Набор данных —
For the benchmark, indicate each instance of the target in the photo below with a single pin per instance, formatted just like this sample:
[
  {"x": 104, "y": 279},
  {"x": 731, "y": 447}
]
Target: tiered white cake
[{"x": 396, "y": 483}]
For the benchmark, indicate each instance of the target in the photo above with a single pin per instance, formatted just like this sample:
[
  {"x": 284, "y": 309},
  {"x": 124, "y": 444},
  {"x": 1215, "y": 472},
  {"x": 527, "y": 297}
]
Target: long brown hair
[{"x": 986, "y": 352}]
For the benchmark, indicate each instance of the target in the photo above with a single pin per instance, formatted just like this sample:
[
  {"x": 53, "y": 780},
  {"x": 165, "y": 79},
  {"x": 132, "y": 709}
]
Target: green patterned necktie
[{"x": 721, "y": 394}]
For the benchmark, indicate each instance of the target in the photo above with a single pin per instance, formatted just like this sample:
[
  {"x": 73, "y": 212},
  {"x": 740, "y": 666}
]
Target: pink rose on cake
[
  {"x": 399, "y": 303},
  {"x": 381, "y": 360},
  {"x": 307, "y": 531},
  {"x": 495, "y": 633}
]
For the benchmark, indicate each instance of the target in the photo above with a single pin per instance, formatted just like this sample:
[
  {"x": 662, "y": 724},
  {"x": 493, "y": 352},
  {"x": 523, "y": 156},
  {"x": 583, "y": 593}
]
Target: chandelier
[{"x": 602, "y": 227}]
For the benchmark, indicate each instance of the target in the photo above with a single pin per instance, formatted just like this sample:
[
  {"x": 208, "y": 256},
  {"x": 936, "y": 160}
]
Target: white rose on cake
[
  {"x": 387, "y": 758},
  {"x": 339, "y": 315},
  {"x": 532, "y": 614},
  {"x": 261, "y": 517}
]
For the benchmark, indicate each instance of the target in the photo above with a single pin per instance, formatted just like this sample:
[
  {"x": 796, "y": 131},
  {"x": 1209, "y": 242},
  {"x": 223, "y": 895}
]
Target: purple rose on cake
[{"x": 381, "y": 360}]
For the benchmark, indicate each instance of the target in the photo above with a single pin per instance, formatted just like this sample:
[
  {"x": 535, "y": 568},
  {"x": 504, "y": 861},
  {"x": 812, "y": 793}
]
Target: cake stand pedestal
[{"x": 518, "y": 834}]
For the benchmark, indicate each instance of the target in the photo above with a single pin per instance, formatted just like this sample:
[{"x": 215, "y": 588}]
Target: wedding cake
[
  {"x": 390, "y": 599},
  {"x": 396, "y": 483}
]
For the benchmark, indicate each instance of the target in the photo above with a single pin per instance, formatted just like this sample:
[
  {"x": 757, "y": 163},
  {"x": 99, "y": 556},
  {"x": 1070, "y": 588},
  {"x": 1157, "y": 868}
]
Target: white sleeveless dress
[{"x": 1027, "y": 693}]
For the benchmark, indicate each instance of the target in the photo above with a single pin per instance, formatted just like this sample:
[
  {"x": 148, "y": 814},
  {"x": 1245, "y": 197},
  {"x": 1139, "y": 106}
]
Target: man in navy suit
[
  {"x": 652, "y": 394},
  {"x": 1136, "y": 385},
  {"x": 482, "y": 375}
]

Поставленная задача — Найдите, пожалуйста, в данных выше все строки со словом «rose» и скопируйте их. Регистр букв учитывается.

Результат упражнения —
Target: pink rose on cake
Target: white rose on cake
Target: purple rose on cake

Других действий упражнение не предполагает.